__TASK DETAILS__
Extract each line of the entries below that contains the word "should".

[RECORDS FOR THIS EXERCISE start]

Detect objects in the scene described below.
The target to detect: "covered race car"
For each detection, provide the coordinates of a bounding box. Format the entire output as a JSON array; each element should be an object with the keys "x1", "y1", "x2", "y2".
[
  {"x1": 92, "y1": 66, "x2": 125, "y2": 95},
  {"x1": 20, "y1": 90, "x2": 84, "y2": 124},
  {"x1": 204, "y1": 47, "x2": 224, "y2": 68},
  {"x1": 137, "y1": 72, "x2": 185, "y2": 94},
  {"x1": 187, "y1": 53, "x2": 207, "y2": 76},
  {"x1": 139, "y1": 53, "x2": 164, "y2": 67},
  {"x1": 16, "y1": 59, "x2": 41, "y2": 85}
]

[RECORDS FOR THIS EXERCISE end]

__EXERCISE SOLUTION__
For each detection, provide the coordinates of a bounding box. Format the entire output as a JSON array; each element should be an object with the keys "x1", "y1", "x2", "y2".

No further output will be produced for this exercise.